* _TASKS FOR THIS EXERCISE_:
(1) From the interview excerpt on the plant model, reproduce the passage between "Stefano Mancuso: Everything you" and "work very well.", inclusive.
(2) Summarize the interview excerpt on the plant model in two sentences.

Cristina: We often think that in order to succeed we have to climb a peak or become a leader of something to have influence, but the plant world teaches us much more. Does it teach us that intelligence can spread like wildfire and why? How?

Stefano Mancuso: Everything you said is true, because we are inspired by the animal model, which runs on a central brain that governs organs, and it’s the model we replicate in our organizations. There is a leader and a hierarchy underneath, a bureaucracy that serves the purpose of transmitting orders. The plant model, paradoxically, is much more modern than the animal model because it is a widespread network. In other words, the plant distributes functions throughout the body that animals concentrate in their organs. Imagine an organization of this kind, these very modern organizations, the internet itself is made this way, it does not have a central command, or the cryptocurrencies that are such a topic today. Bitcoin and all the cryptocurrencies run on decentralized systems and, as such, they work very well.

Cristina: What strategic developments would benefit from this model?

Entries from a dataset
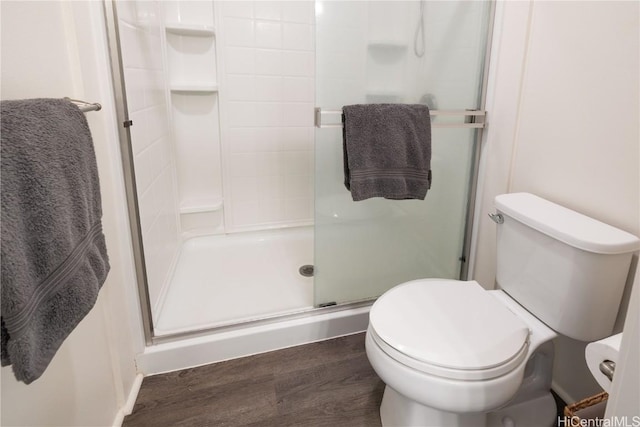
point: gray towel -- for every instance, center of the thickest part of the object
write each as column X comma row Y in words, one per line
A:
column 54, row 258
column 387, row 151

--

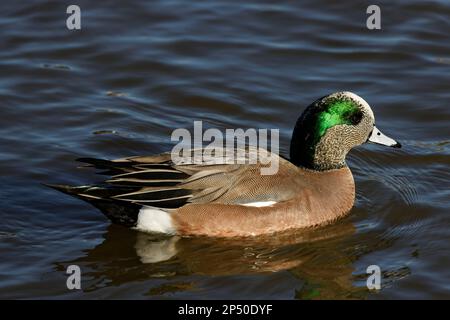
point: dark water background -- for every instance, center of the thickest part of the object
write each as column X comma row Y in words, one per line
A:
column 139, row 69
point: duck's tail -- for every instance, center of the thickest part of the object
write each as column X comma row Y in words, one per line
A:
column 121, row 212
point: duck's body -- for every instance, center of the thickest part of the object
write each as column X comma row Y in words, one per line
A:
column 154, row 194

* _SOLVED PROBLEMS_:
(1)
Stefano Mancuso: Everything you said is true, because we are inspired by the animal model, which runs on a central brain that governs organs, and it’s the model we replicate in our organizations. There is a leader and a hierarchy underneath, a bureaucracy that serves the purpose of transmitting orders. The plant model, paradoxically, is much more modern than the animal model because it is a widespread network. In other words, the plant distributes functions throughout the body that animals concentrate in their organs. Imagine an organization of this kind, these very modern organizations, the internet itself is made this way, it does not have a central command, or the cryptocurrencies that are such a topic today. Bitcoin and all the cryptocurrencies run on decentralized systems and, as such, they work very well.

(2) Stefano Mancuso says our organizations copy the animal model, in which a central brain governs organs and a leader sits over a hierarchy that transmits orders. He calls the plant model more modern because it is a widespread network that distributes functions throughout the body, as the internet and cryptocurrencies also run on decentralized systems without a central command.